This might excite you: IBM has carved a circuit onto a single molecule.

Yes, a single molecule. It's not an H2O molecule by the way, it's a Cn molecule, where n stands for a very large number and C stands for Carbon. Carbon, as I'm sure you remember from your school years, has an atom that has four electrons missing in its outer orbit. The effect of this is that Carbon is really good at bonding, or as my chemistry teacher used to say “Carbon is a promiscuous little atom”.

We also knew it was versatile at bonding with itself (a nasty little habit if you ask me)—diamond and graphite are the examples we were given. But we never knew in those days that it could do tubes (nanotubes, in fact). It can, and the nanotubes are very strong (like diamond) and, even though very thin, they can be quite long—like thousands of times as long as they are thick.

Well, IBM has disturbed the peace of one of these carbon tubes by carving a circuit on it and this is significant, because it is the first time anyone has carved a circuit on a single molecule. The circuit IBM carved is ten times smaller than the circuits that currently get carved on silicon, and IBM not only carved the circuit but turned it on and ran it at switching speeds of over 50 megahertz.

I'm sure you've worked out the relevance of this, but just in case you haven't, here's the point. Moore's Law had been repealed. It depended primarily on making circuits smaller and smaller every few years and, well, they ran out of smallness. It is no longer possible to make the semiconductor materials much thinner, and worse than that, with circuits that small there's a cooling problem. So right now the semiconductor companies (Intel, IBM, AMD et al) are resorting to other tactics to increase chip speeds. Such as having multiple cores and switching off the power to the parts of a chip that is idle. We have managed to claw our way up to Gigahertz chip speeds by printing circuits on silicon, but within 10 years or so we'll hit a hard stop with silicon. It's doubtful if we'll get to 100 Gigahertz.

● CHALLENGES
- a) In the article on IBM's molecular circuit, at what switching speed did IBM run the circuit it carved?
- b) Copy out of the article on IBM's molecular circuit the stretch from "Well, IBM has" through "over 50 megahertz.".

● DATA BLOCK
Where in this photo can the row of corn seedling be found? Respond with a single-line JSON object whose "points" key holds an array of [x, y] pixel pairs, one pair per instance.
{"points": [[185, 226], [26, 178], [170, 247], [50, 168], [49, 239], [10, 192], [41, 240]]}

● THE ANSWERS
- a) Over 50 megahertz.

- b)
Well, IBM has disturbed the peace of one of these carbon tubes by carving a circuit on it and this is significant, because it is the first time anyone has carved a circuit on a single molecule. The circuit IBM carved is ten times smaller than the circuits that currently get carved on silicon, and IBM not only carved the circuit but turned it on and ran it at switching speeds of over 50 megahertz.